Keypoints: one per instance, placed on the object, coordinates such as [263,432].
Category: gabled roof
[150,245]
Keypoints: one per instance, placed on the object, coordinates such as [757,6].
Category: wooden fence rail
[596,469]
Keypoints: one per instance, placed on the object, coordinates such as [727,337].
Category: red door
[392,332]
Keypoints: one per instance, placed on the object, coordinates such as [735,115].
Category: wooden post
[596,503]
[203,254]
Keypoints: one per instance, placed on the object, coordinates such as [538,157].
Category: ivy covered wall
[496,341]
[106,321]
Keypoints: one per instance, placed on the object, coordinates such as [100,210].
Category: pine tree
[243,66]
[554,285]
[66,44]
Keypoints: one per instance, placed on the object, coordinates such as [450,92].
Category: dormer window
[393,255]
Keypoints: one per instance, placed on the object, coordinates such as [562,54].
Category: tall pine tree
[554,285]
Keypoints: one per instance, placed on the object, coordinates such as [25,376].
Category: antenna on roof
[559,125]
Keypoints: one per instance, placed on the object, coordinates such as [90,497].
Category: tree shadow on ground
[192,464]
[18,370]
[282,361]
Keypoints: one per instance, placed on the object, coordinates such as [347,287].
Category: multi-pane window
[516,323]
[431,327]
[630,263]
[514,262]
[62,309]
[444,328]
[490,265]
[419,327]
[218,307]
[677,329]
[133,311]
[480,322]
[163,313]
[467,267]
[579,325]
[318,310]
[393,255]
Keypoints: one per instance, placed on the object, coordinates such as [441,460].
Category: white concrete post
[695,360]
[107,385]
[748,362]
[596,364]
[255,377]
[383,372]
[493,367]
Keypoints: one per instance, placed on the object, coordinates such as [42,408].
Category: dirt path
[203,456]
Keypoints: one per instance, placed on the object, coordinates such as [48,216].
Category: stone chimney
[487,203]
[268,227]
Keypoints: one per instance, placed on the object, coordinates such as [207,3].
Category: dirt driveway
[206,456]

════════

▶ **WHAT IS NEEDED**
Could you quote the material above in full, exactly as it stands?

▶ **TASK RESPONSE**
Keypoints: one per instance, placed on the object, coordinates such as [263,432].
Category: gabled roof
[150,245]
Keypoints: one per instance, placed on the object, coordinates such as [757,6].
Category: wooden fence rail
[596,469]
Keypoints: one per instance, placed on the object, coordinates such as [727,337].
Category: red door
[392,332]
Keypoints: one per instance, placed on the object, coordinates such as [735,115].
Category: wooden post
[596,503]
[203,254]
Keypoints: one per instance, placed on the object, coordinates such as [538,157].
Category: ivy covered wall
[496,341]
[106,321]
Keypoints: one per instance, placed on the object, coordinates such as [100,210].
Category: pine tree
[243,66]
[554,285]
[66,44]
Keypoints: one per instance, placed on the object, coordinates such as [450,92].
Category: dormer window
[393,255]
Keypoints: one per instance, placed on the object, coordinates such as [562,54].
Category: tall pine tree
[554,285]
Keypoints: one per instance, placed on the object, coordinates such as [25,376].
Category: antenna on roof
[559,125]
Keypoints: one per instance, placed on the object, coordinates such as [90,497].
Category: tree shadow on ground
[192,464]
[18,370]
[282,361]
Keypoints: one per instance, placed on the object, coordinates such as [347,287].
Category: multi-pane window
[516,323]
[431,327]
[630,263]
[514,262]
[62,309]
[444,328]
[490,265]
[419,327]
[218,307]
[677,329]
[133,311]
[480,322]
[163,313]
[467,267]
[579,325]
[318,310]
[393,255]
Keypoints: one per instance, placed on the object, coordinates such as [441,460].
Category: white concrete post
[695,360]
[107,385]
[748,362]
[596,364]
[255,377]
[383,372]
[493,367]
Keypoints: one per instance, placed on the object, coordinates such as [42,408].
Category: dirt path
[203,456]
Keypoints: one per instance, placed on the object, coordinates such as [48,216].
Category: stone chimney
[487,203]
[268,227]
Keypoints: one per instance, placed on the object, coordinates such as [207,3].
Category: dirt driveway
[206,456]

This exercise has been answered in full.